(Given task) Reproduce the complete listing without any deviation.
** BEGIN Supplied material **
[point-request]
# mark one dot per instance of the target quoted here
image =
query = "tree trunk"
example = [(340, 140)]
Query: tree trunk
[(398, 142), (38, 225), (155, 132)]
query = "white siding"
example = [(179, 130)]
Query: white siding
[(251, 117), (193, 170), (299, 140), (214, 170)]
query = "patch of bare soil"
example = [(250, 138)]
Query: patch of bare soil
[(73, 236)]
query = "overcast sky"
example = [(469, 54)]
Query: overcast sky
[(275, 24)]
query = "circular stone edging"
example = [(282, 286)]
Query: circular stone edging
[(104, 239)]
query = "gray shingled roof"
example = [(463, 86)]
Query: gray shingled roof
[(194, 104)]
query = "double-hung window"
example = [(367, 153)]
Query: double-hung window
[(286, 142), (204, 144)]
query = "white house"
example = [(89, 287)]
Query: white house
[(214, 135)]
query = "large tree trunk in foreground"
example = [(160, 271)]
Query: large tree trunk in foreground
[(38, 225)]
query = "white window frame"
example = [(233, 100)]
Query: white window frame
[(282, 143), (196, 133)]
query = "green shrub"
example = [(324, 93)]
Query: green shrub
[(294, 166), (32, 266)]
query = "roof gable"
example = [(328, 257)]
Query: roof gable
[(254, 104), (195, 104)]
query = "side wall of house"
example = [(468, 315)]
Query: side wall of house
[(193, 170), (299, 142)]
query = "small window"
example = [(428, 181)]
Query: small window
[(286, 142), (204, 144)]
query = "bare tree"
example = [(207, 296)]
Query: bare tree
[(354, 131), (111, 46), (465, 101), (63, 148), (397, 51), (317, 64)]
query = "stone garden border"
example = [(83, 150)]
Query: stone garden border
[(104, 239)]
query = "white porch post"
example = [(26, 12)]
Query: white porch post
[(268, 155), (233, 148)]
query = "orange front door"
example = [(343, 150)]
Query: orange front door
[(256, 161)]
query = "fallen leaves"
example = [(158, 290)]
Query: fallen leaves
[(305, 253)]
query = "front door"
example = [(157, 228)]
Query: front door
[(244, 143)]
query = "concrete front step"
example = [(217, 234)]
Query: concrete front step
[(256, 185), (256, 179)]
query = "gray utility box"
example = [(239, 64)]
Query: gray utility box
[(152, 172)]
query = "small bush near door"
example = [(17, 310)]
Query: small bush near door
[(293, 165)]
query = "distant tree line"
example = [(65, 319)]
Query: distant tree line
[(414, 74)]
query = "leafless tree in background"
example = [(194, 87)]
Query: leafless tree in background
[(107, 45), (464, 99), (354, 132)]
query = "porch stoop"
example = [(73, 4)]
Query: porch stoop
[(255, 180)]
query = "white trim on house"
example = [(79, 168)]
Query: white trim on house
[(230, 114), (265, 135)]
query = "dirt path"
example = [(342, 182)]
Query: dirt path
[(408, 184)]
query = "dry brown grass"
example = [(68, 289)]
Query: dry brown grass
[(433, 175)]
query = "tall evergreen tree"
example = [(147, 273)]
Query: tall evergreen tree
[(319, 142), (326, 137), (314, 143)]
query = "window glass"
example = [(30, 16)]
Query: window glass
** END Supplied material **
(Response to the task)
[point-request]
# mark one dot per instance of the target quoted here
image =
query = "tree trunk"
example = [(340, 140)]
Query: tree trunk
[(398, 142), (38, 225), (155, 132)]
query = "white siding"
example = [(179, 130)]
Query: white siding
[(251, 117), (193, 170), (299, 140), (214, 170)]
query = "patch of bare soil"
example = [(250, 138)]
Query: patch of bare soil
[(73, 236)]
query = "overcast sky"
example = [(469, 54)]
Query: overcast sky
[(275, 24)]
query = "circular stone edging"
example = [(282, 286)]
Query: circular stone edging
[(104, 239)]
query = "gray shingled roof"
example = [(463, 86)]
Query: gray shingled roof
[(194, 104)]
query = "double-hung window"
example = [(367, 153)]
Query: double-hung window
[(286, 142), (204, 144)]
query = "white house"
example = [(89, 287)]
Query: white house
[(214, 135)]
query = "large tree trunk in foreground"
example = [(160, 271)]
Query: large tree trunk in foreground
[(38, 225)]
query = "white window frame"
example = [(233, 100)]
Query: white window frame
[(282, 143), (196, 133)]
query = "green shrub"
example = [(324, 93)]
Query: green shrub
[(294, 166), (32, 266)]
query = "roof gable"
example = [(328, 257)]
Query: roof gable
[(254, 104), (195, 104)]
query = "side wall of house"
example = [(468, 315)]
Query: side wall of house
[(193, 170), (299, 142)]
query = "small window"
example = [(428, 181)]
Query: small window
[(286, 142), (204, 144)]
query = "bare tree"
example = [(207, 296)]
Query: bare tree
[(354, 131), (111, 46), (465, 101), (63, 148), (397, 51), (317, 64)]
query = "stone garden border"
example = [(83, 150)]
Query: stone garden border
[(104, 239)]
query = "white porch post"
example = [(26, 12)]
Query: white porch post
[(268, 155), (233, 148)]
query = "orange front door"
example = [(343, 150)]
Query: orange front door
[(256, 161)]
query = "fallen leaves"
example = [(158, 290)]
Query: fallen leaves
[(305, 253)]
query = "front door"
example = [(157, 228)]
Query: front door
[(244, 143)]
query = "concrete front step"
example = [(217, 234)]
Query: concrete front step
[(256, 185), (256, 179)]
query = "gray utility box"
example = [(239, 64)]
Query: gray utility box
[(152, 172)]
query = "small bush near door"
example = [(17, 310)]
Query: small bush near door
[(293, 165)]
query = "distant tree line"
example = [(65, 319)]
Query: distant tree line
[(414, 74)]
query = "leafless tree in background"
example = [(194, 87)]
Query: leafless tree in background
[(107, 45), (464, 99), (354, 132)]
query = "porch stoop"
example = [(73, 4)]
Query: porch stoop
[(255, 180)]
query = "white trim on house"
example = [(79, 168)]
Query: white trim on house
[(230, 114), (265, 135)]
query = "dirt path"
example = [(342, 182)]
Query: dirt path
[(408, 184)]
query = "dry brown grass"
example = [(68, 289)]
Query: dry brown grass
[(433, 175)]
query = "tall evergreen tree"
example = [(147, 273)]
Query: tall evergreen tree
[(319, 142), (326, 137), (314, 143)]
query = "window glass"
example = [(30, 16)]
Query: window glass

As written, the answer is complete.